* Begin *

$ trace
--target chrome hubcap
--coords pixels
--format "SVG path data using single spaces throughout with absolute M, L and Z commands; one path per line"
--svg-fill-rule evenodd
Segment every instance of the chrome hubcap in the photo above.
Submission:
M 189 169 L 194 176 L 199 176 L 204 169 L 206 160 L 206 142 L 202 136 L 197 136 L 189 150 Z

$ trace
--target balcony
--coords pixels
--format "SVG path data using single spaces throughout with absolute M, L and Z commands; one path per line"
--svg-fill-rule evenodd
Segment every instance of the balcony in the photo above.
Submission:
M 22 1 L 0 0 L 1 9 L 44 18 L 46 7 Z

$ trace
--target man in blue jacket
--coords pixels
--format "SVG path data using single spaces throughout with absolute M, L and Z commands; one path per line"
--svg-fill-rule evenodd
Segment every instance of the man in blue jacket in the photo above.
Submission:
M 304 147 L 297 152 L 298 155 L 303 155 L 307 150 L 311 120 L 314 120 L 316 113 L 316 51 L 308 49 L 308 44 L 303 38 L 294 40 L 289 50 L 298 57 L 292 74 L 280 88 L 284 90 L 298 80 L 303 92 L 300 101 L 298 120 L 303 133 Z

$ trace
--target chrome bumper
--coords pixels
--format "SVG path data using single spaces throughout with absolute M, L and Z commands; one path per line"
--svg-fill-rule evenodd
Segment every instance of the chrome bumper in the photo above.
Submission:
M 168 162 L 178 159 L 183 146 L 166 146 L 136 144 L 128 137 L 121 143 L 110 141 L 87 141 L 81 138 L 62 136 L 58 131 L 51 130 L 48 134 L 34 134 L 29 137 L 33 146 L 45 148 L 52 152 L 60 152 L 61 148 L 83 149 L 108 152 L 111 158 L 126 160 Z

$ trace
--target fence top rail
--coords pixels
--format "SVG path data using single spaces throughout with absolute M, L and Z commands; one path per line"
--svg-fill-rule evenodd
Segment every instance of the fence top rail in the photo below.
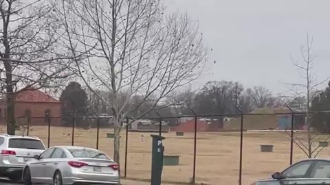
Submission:
M 322 114 L 322 113 L 329 113 L 330 110 L 322 110 L 322 111 L 312 111 L 312 112 L 309 112 L 309 114 Z M 306 114 L 307 112 L 278 112 L 278 113 L 236 113 L 236 114 L 196 114 L 196 115 L 182 115 L 182 116 L 158 116 L 158 117 L 139 117 L 139 118 L 135 118 L 135 117 L 126 117 L 126 119 L 179 119 L 179 118 L 189 118 L 189 117 L 215 117 L 215 116 L 251 116 L 251 115 L 255 115 L 255 116 L 261 116 L 261 115 L 290 115 L 290 114 L 294 114 L 294 115 L 303 115 Z M 0 116 L 0 118 L 1 118 Z M 4 117 L 6 118 L 6 117 Z M 33 119 L 45 119 L 45 116 L 31 116 L 30 118 Z M 109 116 L 109 117 L 104 117 L 104 116 L 50 116 L 49 118 L 51 119 L 63 119 L 63 118 L 74 118 L 74 119 L 111 119 L 113 118 L 112 116 Z

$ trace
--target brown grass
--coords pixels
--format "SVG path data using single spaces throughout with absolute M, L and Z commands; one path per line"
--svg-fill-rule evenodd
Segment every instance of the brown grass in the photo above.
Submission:
M 0 131 L 4 132 L 4 127 Z M 106 138 L 111 130 L 102 129 L 99 149 L 109 156 L 113 156 L 113 139 Z M 72 129 L 52 127 L 50 145 L 72 143 Z M 31 136 L 43 139 L 47 145 L 47 127 L 33 127 Z M 127 177 L 149 179 L 151 169 L 151 137 L 150 133 L 129 133 L 128 146 Z M 144 140 L 141 141 L 141 135 Z M 180 155 L 180 165 L 164 166 L 162 179 L 165 181 L 189 182 L 192 177 L 193 133 L 176 136 L 175 133 L 164 134 L 166 154 Z M 124 173 L 125 133 L 122 134 L 121 166 Z M 289 139 L 285 132 L 245 132 L 243 140 L 242 184 L 268 177 L 275 171 L 283 170 L 289 164 Z M 90 131 L 76 129 L 75 145 L 96 147 L 96 130 Z M 274 152 L 261 153 L 260 145 L 274 145 Z M 209 184 L 237 184 L 239 173 L 240 135 L 239 132 L 198 133 L 197 145 L 196 180 Z M 327 149 L 327 148 L 326 148 Z M 294 162 L 305 158 L 295 146 Z M 324 149 L 319 156 L 327 157 L 329 151 Z

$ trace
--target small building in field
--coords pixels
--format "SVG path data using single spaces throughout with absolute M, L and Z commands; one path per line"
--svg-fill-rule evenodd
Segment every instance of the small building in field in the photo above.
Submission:
M 52 126 L 60 125 L 60 101 L 33 88 L 28 88 L 15 97 L 15 117 L 19 125 L 48 125 L 46 113 Z M 0 99 L 0 125 L 6 125 L 6 98 Z
M 302 112 L 299 110 L 293 111 L 296 113 Z M 287 108 L 260 108 L 250 113 L 251 114 L 243 116 L 244 130 L 291 130 L 292 112 Z M 305 114 L 296 114 L 294 116 L 294 130 L 305 130 Z M 241 117 L 226 121 L 223 125 L 224 131 L 240 130 Z
M 222 128 L 222 123 L 218 120 L 199 119 L 197 121 L 197 132 L 219 132 Z M 171 127 L 170 131 L 180 132 L 195 132 L 195 119 L 182 122 L 179 125 Z

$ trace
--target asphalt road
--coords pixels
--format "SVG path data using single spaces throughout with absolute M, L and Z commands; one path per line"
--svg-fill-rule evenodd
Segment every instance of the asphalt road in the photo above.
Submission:
M 9 180 L 6 179 L 1 179 L 0 178 L 0 185 L 23 185 L 23 182 L 21 184 L 12 184 L 9 182 Z

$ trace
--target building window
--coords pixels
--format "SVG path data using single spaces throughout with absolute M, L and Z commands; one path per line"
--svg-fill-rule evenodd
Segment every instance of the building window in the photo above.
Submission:
M 24 111 L 24 117 L 25 118 L 31 118 L 32 114 L 31 110 L 30 109 L 27 109 Z

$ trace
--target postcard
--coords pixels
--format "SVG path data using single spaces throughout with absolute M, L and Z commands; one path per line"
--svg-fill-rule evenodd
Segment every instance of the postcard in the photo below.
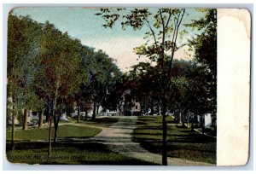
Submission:
M 247 9 L 15 7 L 8 14 L 13 165 L 242 165 Z

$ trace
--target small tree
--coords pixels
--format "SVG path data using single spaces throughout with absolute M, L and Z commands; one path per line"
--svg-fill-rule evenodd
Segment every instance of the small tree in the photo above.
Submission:
M 137 55 L 143 55 L 150 60 L 156 61 L 159 65 L 159 86 L 161 90 L 161 105 L 163 107 L 162 126 L 162 165 L 167 165 L 167 122 L 166 122 L 166 92 L 170 88 L 168 77 L 171 74 L 174 53 L 178 49 L 177 38 L 180 32 L 180 26 L 183 21 L 184 9 L 158 9 L 151 12 L 148 9 L 132 9 L 127 14 L 120 14 L 123 9 L 102 9 L 102 15 L 107 21 L 103 25 L 105 27 L 112 28 L 114 23 L 122 19 L 121 25 L 123 28 L 131 26 L 134 30 L 140 30 L 143 26 L 148 27 L 148 32 L 145 33 L 146 38 L 151 38 L 146 44 L 135 48 Z M 152 21 L 153 20 L 153 21 Z M 166 54 L 170 53 L 168 61 L 165 61 L 168 57 Z M 166 69 L 165 62 L 169 62 L 168 68 Z

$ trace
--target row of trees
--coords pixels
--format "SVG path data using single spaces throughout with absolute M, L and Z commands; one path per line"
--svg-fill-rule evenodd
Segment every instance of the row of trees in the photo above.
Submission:
M 54 142 L 61 115 L 78 107 L 86 113 L 102 105 L 107 108 L 111 89 L 122 75 L 113 60 L 102 50 L 82 45 L 80 41 L 61 32 L 48 21 L 38 23 L 29 17 L 9 14 L 8 22 L 8 120 L 12 121 L 15 145 L 15 119 L 23 111 L 23 129 L 28 110 L 38 111 L 38 126 L 43 115 L 49 121 L 49 155 L 51 149 L 51 125 Z
M 197 115 L 214 113 L 215 106 L 209 100 L 212 76 L 201 65 L 194 61 L 174 60 L 172 67 L 170 90 L 166 92 L 169 111 L 178 111 L 183 115 L 191 112 Z M 154 108 L 162 109 L 160 89 L 158 87 L 159 67 L 141 62 L 125 74 L 124 89 L 131 90 L 131 96 L 141 105 L 143 113 Z
M 207 92 L 208 96 L 204 96 L 204 102 L 211 101 L 212 107 L 216 108 L 217 10 L 213 9 L 200 10 L 205 13 L 205 16 L 200 20 L 192 20 L 189 24 L 183 23 L 183 19 L 191 14 L 186 13 L 185 9 L 102 9 L 101 12 L 96 14 L 105 20 L 106 23 L 102 26 L 106 28 L 113 28 L 117 22 L 119 22 L 123 29 L 128 26 L 134 31 L 142 28 L 148 29 L 144 36 L 147 41 L 143 45 L 134 48 L 134 52 L 138 55 L 149 58 L 152 61 L 156 62 L 157 66 L 155 70 L 150 70 L 150 67 L 148 70 L 148 67 L 150 67 L 148 64 L 138 65 L 135 67 L 135 75 L 133 76 L 137 76 L 138 69 L 141 71 L 140 74 L 142 75 L 140 76 L 142 77 L 145 75 L 144 72 L 155 71 L 152 72 L 154 74 L 152 78 L 157 77 L 158 80 L 152 79 L 150 86 L 155 85 L 158 90 L 151 90 L 152 89 L 148 89 L 148 90 L 153 96 L 150 97 L 150 100 L 153 101 L 156 96 L 160 99 L 162 107 L 162 165 L 167 165 L 166 113 L 168 99 L 170 96 L 174 98 L 177 95 L 173 90 L 175 86 L 181 90 L 180 89 L 183 89 L 181 86 L 186 84 L 181 78 L 175 78 L 176 72 L 172 68 L 173 59 L 177 49 L 189 44 L 187 39 L 177 39 L 184 33 L 188 33 L 186 30 L 188 28 L 197 30 L 197 34 L 189 41 L 189 45 L 195 53 L 195 60 L 205 67 L 211 75 L 211 78 L 208 78 L 211 87 L 207 88 L 211 92 Z M 147 74 L 149 77 L 147 77 Z M 145 78 L 151 78 L 150 75 L 151 72 L 147 72 Z M 172 77 L 171 79 L 170 77 Z M 145 84 L 143 88 L 147 89 L 147 86 L 148 85 Z M 145 100 L 144 96 L 142 97 Z M 195 99 L 193 96 L 191 97 Z M 143 98 L 141 99 L 143 100 Z M 189 101 L 191 102 L 192 99 Z M 143 103 L 142 101 L 141 102 Z M 181 105 L 181 102 L 179 104 Z

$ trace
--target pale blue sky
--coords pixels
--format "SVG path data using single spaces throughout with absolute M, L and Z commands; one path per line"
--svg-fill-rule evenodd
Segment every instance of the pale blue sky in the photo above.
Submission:
M 32 20 L 41 23 L 49 20 L 61 32 L 67 32 L 70 36 L 81 40 L 83 44 L 102 49 L 116 60 L 123 71 L 129 70 L 131 66 L 139 61 L 147 61 L 147 58 L 137 59 L 133 48 L 145 43 L 143 36 L 148 28 L 136 32 L 131 28 L 123 31 L 119 26 L 116 26 L 113 29 L 105 29 L 102 26 L 104 20 L 95 15 L 98 12 L 98 9 L 92 8 L 17 8 L 14 10 L 16 15 L 30 15 Z M 186 12 L 189 15 L 184 17 L 183 23 L 189 23 L 191 19 L 202 16 L 195 9 L 186 9 Z M 186 51 L 186 47 L 178 50 L 175 57 L 191 59 L 184 53 Z

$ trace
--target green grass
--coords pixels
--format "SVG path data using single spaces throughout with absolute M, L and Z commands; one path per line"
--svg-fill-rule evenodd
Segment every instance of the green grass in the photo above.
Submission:
M 155 165 L 125 157 L 95 142 L 56 142 L 48 159 L 47 142 L 16 142 L 15 150 L 7 143 L 7 159 L 12 163 L 59 165 Z
M 175 124 L 171 117 L 168 124 Z M 216 139 L 178 125 L 168 126 L 167 155 L 216 164 Z M 161 117 L 138 117 L 132 140 L 152 153 L 161 154 Z
M 91 128 L 85 126 L 77 126 L 77 125 L 59 125 L 57 130 L 57 137 L 83 137 L 88 138 L 94 136 L 100 133 L 102 129 Z M 48 140 L 49 128 L 34 128 L 26 130 L 17 130 L 15 131 L 15 140 Z M 54 135 L 54 128 L 52 128 L 52 135 Z M 11 139 L 11 131 L 7 131 L 6 135 L 7 140 Z
M 88 119 L 86 121 L 81 120 L 79 124 L 84 124 L 90 126 L 99 126 L 99 127 L 109 127 L 114 123 L 117 123 L 119 121 L 118 118 L 113 118 L 113 117 L 103 117 L 103 118 L 96 118 L 96 119 Z M 76 122 L 75 122 L 76 123 Z

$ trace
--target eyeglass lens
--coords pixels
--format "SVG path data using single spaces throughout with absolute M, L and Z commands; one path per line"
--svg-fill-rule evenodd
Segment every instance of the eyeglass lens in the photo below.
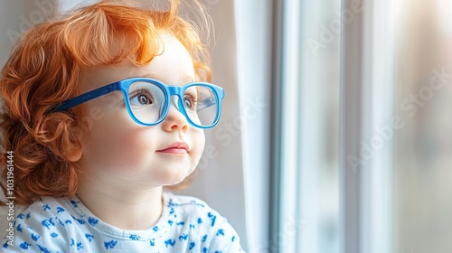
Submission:
M 163 117 L 165 99 L 164 89 L 152 82 L 136 81 L 128 89 L 130 108 L 135 117 L 145 124 L 155 123 Z M 218 103 L 214 91 L 208 86 L 187 88 L 182 104 L 187 117 L 197 126 L 212 125 L 216 118 Z

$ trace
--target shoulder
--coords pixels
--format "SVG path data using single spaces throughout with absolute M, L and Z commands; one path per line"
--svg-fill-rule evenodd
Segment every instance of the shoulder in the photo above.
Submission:
M 5 252 L 64 252 L 66 230 L 59 216 L 61 200 L 42 198 L 8 223 L 1 247 Z M 59 208 L 60 207 L 60 208 Z M 52 248 L 47 247 L 52 245 Z
M 235 230 L 218 211 L 203 201 L 165 192 L 164 200 L 170 216 L 184 222 L 199 238 L 202 252 L 242 252 Z

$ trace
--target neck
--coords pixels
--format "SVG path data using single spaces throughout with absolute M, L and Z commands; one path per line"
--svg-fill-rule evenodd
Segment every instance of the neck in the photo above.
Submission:
M 77 195 L 95 216 L 121 230 L 148 230 L 163 211 L 162 187 L 137 191 L 100 183 L 81 184 Z

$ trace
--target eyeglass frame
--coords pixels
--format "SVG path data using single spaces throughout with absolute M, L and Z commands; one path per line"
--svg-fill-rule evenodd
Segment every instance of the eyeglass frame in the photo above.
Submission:
M 130 101 L 129 101 L 129 94 L 128 94 L 128 89 L 130 88 L 130 85 L 132 85 L 134 82 L 137 81 L 144 81 L 144 82 L 150 82 L 155 85 L 157 85 L 158 87 L 161 88 L 161 89 L 165 93 L 165 105 L 164 105 L 164 110 L 162 111 L 160 117 L 157 121 L 155 123 L 144 123 L 140 120 L 138 120 L 134 113 L 132 112 L 132 108 L 130 106 Z M 217 101 L 217 111 L 216 111 L 216 116 L 215 119 L 213 120 L 213 123 L 211 125 L 207 126 L 202 126 L 202 125 L 197 125 L 194 122 L 190 119 L 190 117 L 188 117 L 187 112 L 185 111 L 185 108 L 184 107 L 184 94 L 185 90 L 193 86 L 203 86 L 210 88 L 213 91 L 213 96 L 215 96 L 215 99 Z M 130 117 L 137 122 L 139 125 L 142 126 L 155 126 L 166 118 L 166 116 L 168 115 L 168 111 L 170 108 L 170 103 L 171 103 L 171 97 L 173 96 L 177 96 L 179 98 L 178 100 L 178 110 L 185 117 L 187 121 L 190 123 L 190 125 L 199 127 L 199 128 L 211 128 L 217 125 L 218 121 L 220 120 L 220 116 L 221 114 L 221 100 L 224 98 L 224 89 L 219 86 L 216 86 L 214 84 L 209 83 L 209 82 L 200 82 L 200 81 L 195 81 L 195 82 L 190 82 L 187 83 L 184 86 L 169 86 L 162 81 L 159 81 L 155 79 L 150 79 L 150 78 L 129 78 L 129 79 L 125 79 L 122 80 L 118 80 L 110 84 L 107 84 L 105 86 L 102 86 L 100 88 L 95 89 L 91 91 L 88 91 L 86 93 L 83 93 L 81 95 L 79 95 L 77 97 L 74 97 L 72 98 L 67 99 L 61 104 L 53 107 L 51 111 L 52 112 L 62 112 L 66 111 L 73 107 L 79 106 L 82 103 L 88 102 L 89 100 L 92 100 L 94 98 L 102 97 L 104 95 L 109 94 L 113 91 L 121 91 L 121 94 L 123 95 L 126 108 L 127 109 L 128 115 Z M 198 101 L 197 104 L 197 110 L 201 108 L 207 108 L 212 106 L 212 104 L 215 104 L 215 100 L 213 99 L 203 99 L 201 101 Z

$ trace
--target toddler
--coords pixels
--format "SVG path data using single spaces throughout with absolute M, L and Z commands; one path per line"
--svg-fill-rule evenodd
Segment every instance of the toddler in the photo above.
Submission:
M 0 251 L 243 251 L 217 211 L 166 190 L 195 169 L 224 96 L 179 5 L 103 1 L 17 42 L 0 77 L 0 164 L 24 210 Z

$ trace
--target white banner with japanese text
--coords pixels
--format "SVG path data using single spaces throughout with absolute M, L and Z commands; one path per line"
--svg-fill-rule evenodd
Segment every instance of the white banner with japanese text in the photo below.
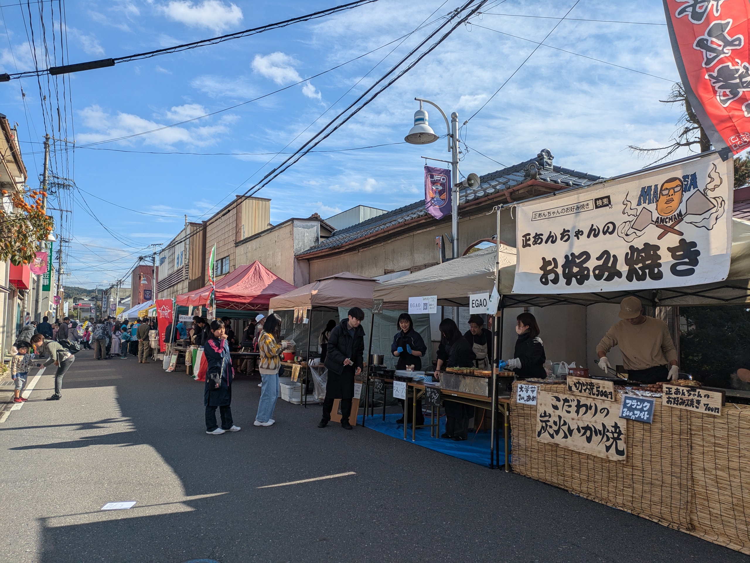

* End *

### What is asked
List every line in the records that contains the string "jacket", matching case exactly.

### Complete response
--target man in blue jacket
Segment every instance of the man in blue jacket in the photo above.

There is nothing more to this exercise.